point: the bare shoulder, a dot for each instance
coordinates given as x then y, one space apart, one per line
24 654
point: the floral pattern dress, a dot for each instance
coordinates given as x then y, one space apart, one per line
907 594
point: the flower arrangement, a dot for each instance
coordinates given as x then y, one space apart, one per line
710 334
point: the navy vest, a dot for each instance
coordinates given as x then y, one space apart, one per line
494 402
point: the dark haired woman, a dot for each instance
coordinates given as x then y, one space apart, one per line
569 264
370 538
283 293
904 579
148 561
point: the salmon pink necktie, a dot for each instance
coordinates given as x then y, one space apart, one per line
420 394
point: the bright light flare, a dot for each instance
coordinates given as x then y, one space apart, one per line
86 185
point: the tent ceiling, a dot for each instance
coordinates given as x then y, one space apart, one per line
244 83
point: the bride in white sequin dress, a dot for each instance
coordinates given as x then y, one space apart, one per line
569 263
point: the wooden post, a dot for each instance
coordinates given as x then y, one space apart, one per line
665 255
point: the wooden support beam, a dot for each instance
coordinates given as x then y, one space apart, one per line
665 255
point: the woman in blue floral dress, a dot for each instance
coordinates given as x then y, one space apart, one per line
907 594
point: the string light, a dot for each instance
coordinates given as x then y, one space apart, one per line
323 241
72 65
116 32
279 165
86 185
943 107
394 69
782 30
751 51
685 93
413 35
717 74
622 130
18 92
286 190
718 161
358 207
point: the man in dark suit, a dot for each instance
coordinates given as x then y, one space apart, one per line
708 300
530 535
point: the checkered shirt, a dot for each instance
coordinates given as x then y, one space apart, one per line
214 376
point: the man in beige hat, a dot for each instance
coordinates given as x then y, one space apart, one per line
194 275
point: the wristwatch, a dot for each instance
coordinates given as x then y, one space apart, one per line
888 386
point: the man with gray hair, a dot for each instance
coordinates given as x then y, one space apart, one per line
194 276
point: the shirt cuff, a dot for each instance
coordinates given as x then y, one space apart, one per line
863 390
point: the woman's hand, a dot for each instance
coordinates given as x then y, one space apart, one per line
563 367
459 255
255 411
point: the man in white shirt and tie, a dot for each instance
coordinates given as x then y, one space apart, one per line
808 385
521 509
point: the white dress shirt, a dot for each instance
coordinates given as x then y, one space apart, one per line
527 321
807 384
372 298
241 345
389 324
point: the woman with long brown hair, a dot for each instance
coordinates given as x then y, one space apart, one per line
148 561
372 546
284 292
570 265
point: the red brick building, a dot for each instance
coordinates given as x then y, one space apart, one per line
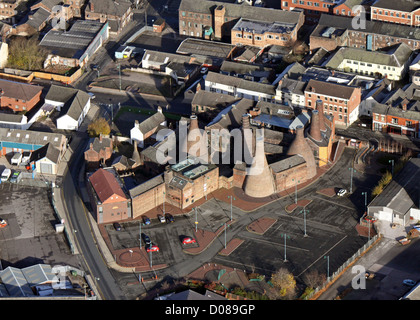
109 201
215 20
401 12
19 97
340 101
99 151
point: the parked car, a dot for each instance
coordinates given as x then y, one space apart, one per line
26 156
152 248
409 282
188 240
169 218
5 175
146 220
341 192
16 177
146 239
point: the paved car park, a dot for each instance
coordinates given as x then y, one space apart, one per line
30 236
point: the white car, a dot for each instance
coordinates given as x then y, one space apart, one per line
341 192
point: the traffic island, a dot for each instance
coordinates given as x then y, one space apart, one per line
231 246
329 192
301 203
261 225
205 238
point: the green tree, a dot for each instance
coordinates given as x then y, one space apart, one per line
285 284
26 54
98 127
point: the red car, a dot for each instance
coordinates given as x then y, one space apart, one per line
152 248
188 240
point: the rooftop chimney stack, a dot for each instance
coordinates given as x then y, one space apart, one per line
315 131
319 107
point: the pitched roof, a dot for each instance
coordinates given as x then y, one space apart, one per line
18 90
330 89
403 191
109 7
400 5
146 186
241 11
376 27
396 57
74 100
106 185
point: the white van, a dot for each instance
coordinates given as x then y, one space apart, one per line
6 174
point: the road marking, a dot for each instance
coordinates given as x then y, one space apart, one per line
338 204
323 255
274 243
245 265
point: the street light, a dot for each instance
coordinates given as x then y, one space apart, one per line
288 237
351 179
296 182
119 72
304 220
231 199
392 168
365 194
328 266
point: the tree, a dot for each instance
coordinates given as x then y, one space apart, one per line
285 283
26 54
98 127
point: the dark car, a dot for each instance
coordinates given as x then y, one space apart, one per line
169 218
146 239
146 220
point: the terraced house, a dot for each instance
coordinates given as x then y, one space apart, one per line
256 25
402 11
392 63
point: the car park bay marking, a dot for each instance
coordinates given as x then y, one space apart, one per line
274 243
338 204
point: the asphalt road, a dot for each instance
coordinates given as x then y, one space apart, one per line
109 290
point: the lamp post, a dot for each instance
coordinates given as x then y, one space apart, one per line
231 199
296 182
351 179
392 166
328 266
285 236
304 220
119 73
196 221
365 194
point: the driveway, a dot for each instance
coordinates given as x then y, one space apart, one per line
30 236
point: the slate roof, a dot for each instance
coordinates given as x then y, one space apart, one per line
212 99
19 90
106 184
75 41
403 191
48 151
374 27
400 5
109 7
31 137
146 186
330 89
240 83
396 57
74 100
152 122
241 11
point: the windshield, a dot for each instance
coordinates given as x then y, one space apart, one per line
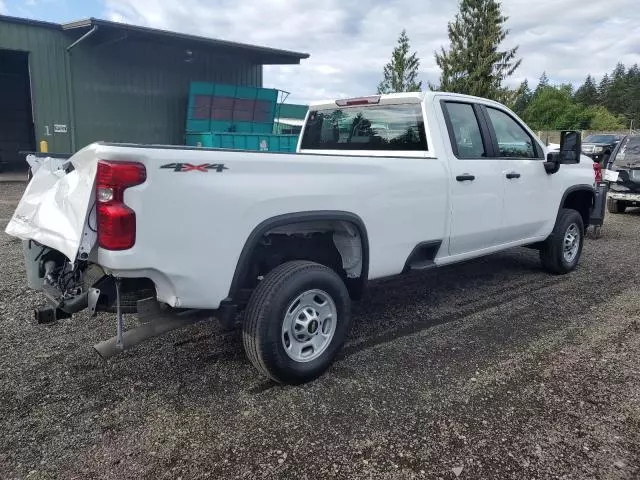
600 139
374 127
629 153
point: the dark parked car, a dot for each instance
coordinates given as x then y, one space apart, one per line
625 161
600 147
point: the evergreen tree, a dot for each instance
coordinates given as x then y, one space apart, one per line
603 89
543 82
616 99
401 73
523 97
632 112
587 93
474 63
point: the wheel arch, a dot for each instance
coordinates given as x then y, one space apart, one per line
580 198
252 242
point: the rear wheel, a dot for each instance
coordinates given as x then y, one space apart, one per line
296 322
561 252
615 206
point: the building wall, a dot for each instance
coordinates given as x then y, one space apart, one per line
133 91
47 65
118 91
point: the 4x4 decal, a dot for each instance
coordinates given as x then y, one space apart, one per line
187 167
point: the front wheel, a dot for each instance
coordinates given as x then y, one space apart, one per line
296 321
561 252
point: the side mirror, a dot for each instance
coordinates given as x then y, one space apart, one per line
570 147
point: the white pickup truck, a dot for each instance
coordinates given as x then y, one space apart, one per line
380 185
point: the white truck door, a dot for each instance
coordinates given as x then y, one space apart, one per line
476 183
530 205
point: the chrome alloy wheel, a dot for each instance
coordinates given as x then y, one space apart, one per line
309 325
571 243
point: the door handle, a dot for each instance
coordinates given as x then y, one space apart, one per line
465 177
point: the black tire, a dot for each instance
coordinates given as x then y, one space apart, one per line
263 322
552 252
615 206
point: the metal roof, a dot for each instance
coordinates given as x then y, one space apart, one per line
264 55
28 21
271 56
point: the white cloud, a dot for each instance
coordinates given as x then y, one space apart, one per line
350 41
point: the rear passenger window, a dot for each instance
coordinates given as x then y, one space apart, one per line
464 130
513 140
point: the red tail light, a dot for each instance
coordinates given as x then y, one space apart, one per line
116 221
597 171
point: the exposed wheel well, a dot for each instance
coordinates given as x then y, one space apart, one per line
582 201
339 243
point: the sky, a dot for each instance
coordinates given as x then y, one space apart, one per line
350 40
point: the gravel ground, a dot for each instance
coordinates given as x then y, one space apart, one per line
490 369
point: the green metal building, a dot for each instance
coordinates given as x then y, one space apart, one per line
72 84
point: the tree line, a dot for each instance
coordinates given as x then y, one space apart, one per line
474 64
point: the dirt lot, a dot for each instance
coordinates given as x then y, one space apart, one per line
492 369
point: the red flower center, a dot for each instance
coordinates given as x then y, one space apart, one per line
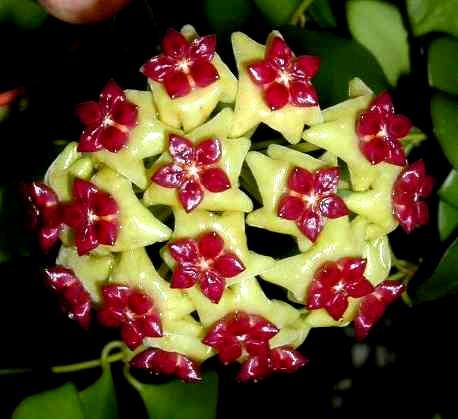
193 169
238 333
43 213
75 300
204 261
108 122
93 216
409 190
374 305
334 282
285 78
183 65
131 310
158 361
379 130
310 198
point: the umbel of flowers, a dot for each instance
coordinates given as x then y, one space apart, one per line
103 200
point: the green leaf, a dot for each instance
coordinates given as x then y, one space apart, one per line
443 65
62 402
176 400
445 278
447 220
99 399
227 16
341 60
321 12
278 12
433 15
378 27
449 189
444 112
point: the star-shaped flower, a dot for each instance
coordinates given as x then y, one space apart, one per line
132 310
334 282
379 130
93 216
285 86
204 261
74 299
374 305
310 198
189 79
44 213
204 167
139 227
284 77
338 136
148 138
409 190
239 333
193 169
157 361
183 65
107 122
298 193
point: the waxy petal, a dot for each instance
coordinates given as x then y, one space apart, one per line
203 73
262 72
158 67
175 45
89 113
311 223
176 84
190 194
113 138
181 149
211 245
290 207
301 181
303 94
212 285
333 206
203 48
208 152
276 96
185 276
169 176
279 54
305 67
229 265
215 180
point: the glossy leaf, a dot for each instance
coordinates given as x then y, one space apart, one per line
62 402
443 64
341 60
378 27
447 220
433 15
227 16
449 189
278 12
321 12
99 399
176 400
444 112
445 278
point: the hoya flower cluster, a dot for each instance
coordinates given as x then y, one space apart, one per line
181 146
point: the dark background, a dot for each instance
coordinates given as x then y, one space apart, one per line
409 366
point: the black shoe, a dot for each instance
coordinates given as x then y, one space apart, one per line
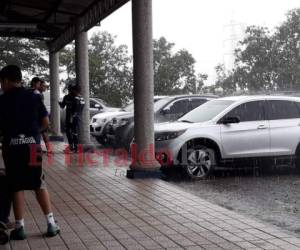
18 234
52 230
3 235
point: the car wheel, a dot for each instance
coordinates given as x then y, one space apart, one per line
■ ■ ■
▸ TASK ITEM:
Within the entries above, the lines from the one containing "point: the checkered" through the one containing "point: the red car, a dot for each instance" are to be transcribed exactly, ends included, pictures excluded.

▸ OUTPUT FOR THIS TASK:
point: the checkered shirt, a dot for each instance
coordinates given as x then y, one space apart, one per line
214 376
point: the man in beige hat, a dot for each instance
coordinates given as x then y, one space apart, one per line
194 275
point: the wristwatch, a dot for each instance
coordinates given as x then y, one space apart, one per line
888 386
point: the man with gray hair, a dot for each instance
coordinates given as x then y, one space apart, one per line
194 276
point: the shirt cuff, a dot for each instance
coordinates given as x then y, one space apart, one per line
863 390
point: the woman's hand, a dot for each instance
coordinates given as x then y, one space apart, one per line
563 367
459 255
255 411
point: the man in white shirt and tie, a dot for each instance
coordinates given as x then y, one space apart, one per line
808 385
521 509
point: the white dress shirt, a dot for each instance
coordinates given as x then y, one space apart, one per line
527 321
807 384
372 298
241 345
389 324
point: the woman with long brown hair, a dot for each instance
coordinates given as x then y, one space apart, one per line
148 561
372 546
284 292
570 265
point: the red brick building, a dot for each instance
coordinates given as x then y, one space apart, one per line
109 201
215 20
401 12
19 97
340 101
99 151
point: the parked car, a dot for each instance
coordinates given as x then y, one space apart, one per line
26 156
152 248
409 282
188 240
169 218
5 175
146 220
341 192
16 177
146 239
point: the paved car park, a dot for each instance
coordinates given as x then y, one space apart, one per line
30 236
point: the white car, a dot for each instance
coordinates given as x then y, one space apart, one per line
341 192
point: the traffic island, a dot for each instance
coordinates given as x then y, one space apart, one per line
231 246
329 192
301 203
261 225
205 238
point: the green tree, a dot for each instance
coordinates given as x then y, one space apart, one per line
285 284
26 54
98 127
point: the red car, a dot for each instance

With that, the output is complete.